Exercise instructions :: In the listing below, find the line containing "Objective — one pin per instance of the lamp". Write out that line and every line after it to the end, exactly and only those.

Location identification entries ::
[Start]
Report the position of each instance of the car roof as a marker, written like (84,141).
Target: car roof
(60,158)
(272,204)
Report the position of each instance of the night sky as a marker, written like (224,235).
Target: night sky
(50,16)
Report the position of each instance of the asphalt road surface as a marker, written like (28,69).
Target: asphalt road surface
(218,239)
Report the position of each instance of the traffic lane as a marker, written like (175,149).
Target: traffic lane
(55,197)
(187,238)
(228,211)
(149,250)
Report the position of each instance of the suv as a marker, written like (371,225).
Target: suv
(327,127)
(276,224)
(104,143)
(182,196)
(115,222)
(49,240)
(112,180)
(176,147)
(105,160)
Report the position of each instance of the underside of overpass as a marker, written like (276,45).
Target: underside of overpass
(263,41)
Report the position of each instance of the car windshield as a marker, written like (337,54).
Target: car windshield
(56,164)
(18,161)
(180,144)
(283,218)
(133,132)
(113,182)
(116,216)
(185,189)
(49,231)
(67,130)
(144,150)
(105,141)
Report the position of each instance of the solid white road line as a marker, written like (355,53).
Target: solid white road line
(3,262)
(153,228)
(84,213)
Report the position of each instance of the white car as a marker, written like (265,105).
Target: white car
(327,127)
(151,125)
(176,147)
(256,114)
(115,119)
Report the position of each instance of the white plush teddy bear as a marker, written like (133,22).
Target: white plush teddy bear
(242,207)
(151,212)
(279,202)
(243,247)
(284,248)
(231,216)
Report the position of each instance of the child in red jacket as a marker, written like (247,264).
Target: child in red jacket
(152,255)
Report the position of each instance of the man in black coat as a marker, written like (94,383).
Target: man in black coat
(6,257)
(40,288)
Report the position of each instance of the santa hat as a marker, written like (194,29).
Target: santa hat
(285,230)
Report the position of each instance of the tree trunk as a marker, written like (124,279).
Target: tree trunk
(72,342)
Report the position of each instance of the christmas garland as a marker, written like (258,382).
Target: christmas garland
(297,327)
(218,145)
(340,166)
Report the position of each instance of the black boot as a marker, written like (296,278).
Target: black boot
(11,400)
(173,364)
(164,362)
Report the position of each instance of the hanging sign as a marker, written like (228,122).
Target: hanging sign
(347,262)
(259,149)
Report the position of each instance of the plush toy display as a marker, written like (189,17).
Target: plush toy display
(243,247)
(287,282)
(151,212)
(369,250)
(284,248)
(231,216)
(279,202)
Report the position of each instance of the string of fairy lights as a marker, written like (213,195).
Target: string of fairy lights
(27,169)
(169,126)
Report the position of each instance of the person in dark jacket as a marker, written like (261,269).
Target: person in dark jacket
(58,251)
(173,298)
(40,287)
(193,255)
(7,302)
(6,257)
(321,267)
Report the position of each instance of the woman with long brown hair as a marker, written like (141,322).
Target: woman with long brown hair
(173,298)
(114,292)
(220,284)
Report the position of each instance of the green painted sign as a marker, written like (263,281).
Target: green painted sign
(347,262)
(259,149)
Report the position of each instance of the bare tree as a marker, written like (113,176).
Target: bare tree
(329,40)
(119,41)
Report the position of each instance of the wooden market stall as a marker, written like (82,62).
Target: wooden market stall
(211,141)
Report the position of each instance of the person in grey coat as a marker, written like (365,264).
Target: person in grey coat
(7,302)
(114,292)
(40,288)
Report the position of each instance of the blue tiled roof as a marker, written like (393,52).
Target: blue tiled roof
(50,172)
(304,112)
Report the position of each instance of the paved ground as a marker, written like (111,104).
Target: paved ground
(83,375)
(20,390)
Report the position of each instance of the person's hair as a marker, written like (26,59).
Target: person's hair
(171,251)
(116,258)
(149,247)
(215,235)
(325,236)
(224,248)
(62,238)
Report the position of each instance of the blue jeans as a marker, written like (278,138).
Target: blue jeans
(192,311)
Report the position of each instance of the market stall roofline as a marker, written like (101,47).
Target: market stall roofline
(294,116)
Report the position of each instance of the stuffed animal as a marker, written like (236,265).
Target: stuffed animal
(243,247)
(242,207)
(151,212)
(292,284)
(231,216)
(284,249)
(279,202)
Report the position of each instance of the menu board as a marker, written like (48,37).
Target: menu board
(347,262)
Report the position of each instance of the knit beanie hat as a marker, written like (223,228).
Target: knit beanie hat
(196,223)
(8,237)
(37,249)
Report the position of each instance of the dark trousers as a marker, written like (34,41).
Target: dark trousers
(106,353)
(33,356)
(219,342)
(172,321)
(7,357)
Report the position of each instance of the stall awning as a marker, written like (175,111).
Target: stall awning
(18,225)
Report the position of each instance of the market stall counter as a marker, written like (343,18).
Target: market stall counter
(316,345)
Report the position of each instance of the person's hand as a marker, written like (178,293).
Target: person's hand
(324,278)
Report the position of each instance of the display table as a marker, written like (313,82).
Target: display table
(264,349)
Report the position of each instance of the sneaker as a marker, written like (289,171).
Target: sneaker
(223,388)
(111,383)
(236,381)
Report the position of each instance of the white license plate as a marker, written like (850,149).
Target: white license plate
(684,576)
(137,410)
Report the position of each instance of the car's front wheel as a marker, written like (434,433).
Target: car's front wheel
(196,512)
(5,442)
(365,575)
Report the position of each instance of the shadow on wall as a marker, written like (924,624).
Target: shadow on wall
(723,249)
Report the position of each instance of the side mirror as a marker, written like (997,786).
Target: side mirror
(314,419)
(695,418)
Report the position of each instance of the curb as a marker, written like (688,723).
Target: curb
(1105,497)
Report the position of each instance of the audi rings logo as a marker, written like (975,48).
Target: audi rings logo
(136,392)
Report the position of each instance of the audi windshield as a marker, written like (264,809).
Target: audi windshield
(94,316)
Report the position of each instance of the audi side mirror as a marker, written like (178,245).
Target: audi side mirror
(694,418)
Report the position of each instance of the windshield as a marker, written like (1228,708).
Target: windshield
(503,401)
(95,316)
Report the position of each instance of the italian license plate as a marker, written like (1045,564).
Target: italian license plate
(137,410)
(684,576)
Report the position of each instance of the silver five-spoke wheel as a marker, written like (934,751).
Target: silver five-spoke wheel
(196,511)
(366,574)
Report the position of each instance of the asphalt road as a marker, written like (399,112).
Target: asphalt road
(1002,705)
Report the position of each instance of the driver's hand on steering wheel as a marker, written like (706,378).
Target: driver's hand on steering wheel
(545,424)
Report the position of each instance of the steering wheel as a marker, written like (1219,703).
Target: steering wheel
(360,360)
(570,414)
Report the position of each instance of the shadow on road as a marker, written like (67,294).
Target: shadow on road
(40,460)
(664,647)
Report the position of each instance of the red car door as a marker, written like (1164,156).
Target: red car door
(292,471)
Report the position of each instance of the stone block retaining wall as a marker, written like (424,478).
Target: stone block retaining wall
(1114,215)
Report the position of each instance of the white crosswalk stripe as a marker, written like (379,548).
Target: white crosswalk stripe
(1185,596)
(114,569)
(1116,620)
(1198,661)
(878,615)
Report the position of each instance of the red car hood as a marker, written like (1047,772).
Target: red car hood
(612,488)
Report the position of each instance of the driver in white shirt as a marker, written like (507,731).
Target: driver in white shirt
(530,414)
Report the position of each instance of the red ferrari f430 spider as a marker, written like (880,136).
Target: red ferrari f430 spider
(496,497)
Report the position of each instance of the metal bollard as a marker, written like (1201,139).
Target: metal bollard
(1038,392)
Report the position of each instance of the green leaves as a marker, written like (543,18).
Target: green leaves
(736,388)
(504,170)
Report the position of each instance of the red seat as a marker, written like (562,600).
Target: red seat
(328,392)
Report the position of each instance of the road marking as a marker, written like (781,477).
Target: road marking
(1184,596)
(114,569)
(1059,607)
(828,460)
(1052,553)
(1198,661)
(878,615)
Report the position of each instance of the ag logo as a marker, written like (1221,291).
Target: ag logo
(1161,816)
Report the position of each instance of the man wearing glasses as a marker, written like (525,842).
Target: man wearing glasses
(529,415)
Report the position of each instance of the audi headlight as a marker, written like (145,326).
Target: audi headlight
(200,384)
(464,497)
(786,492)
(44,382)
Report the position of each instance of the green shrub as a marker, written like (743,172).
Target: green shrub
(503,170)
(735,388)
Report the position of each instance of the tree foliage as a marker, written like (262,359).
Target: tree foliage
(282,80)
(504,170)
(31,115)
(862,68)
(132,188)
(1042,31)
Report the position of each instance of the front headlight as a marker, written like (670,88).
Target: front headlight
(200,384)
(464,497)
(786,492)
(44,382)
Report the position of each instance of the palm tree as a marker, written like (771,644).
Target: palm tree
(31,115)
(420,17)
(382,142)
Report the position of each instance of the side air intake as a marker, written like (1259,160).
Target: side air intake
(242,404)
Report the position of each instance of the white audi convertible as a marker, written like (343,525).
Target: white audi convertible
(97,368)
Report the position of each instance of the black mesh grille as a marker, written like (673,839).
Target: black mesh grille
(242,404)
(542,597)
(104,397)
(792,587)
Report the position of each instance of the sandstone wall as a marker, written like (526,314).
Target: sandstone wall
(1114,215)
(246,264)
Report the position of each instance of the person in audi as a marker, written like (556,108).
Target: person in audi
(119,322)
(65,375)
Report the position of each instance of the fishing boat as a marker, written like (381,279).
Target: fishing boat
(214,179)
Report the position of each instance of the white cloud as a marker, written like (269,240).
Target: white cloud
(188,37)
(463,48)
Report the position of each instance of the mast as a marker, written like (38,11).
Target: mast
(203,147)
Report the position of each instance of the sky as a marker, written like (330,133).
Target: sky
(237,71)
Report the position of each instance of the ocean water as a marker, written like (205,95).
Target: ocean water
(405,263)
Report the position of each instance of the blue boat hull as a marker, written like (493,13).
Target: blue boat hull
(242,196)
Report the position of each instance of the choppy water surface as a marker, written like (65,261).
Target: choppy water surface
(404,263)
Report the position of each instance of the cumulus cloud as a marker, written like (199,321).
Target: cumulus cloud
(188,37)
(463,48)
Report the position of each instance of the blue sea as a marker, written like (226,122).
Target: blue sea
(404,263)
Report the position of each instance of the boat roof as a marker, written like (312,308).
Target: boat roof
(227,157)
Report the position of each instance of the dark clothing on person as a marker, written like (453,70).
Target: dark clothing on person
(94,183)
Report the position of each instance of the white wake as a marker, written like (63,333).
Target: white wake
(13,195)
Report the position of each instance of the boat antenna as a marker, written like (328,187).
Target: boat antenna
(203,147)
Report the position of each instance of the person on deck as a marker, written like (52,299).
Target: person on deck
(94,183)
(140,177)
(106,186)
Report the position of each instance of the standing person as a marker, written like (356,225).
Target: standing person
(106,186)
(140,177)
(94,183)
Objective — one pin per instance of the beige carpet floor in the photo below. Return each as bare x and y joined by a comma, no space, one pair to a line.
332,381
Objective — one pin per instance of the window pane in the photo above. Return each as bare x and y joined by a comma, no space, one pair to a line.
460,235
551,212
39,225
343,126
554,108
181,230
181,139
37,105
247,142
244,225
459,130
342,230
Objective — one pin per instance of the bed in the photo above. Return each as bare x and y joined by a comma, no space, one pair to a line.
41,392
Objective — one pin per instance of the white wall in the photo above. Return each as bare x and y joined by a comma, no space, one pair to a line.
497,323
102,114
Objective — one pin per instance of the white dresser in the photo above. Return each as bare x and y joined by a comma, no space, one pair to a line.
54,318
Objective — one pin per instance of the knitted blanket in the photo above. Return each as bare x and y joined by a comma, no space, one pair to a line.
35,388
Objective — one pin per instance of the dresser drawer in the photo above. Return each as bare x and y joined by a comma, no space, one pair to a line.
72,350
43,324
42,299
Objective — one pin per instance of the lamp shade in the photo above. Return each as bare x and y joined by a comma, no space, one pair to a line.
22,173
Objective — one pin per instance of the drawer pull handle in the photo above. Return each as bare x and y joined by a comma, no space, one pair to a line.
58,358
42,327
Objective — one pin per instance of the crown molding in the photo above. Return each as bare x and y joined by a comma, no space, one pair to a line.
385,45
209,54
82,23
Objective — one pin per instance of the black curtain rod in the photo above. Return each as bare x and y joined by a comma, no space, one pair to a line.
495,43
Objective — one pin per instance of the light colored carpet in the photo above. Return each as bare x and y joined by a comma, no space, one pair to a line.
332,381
[End]
Written reply ::
Objective — one pin per instance of the lamp shade in the photo above. Return each as bare x and y joined by a comma, no space, one pair to a line.
22,173
Objective — one pin per instance of the drawer pull handle in the photo above. Return each as bare x and y joined by a comma, no space, one pair to a line.
58,358
42,327
Objective — one pin per instance of the crown molding in the photo above. Return each as bare x and y joined by a comma, no space, one pair to a line.
385,45
209,54
82,23
Objective — one pin per instance of the black curtain rod in the photo above. Return each as bare x and y joined by a comma, no space, one pair to a line.
495,43
Objective — one pin per instance of the light colored carpet in the photo above. Return each as bare x and y joined by a comma, no space, one pair to a line.
332,381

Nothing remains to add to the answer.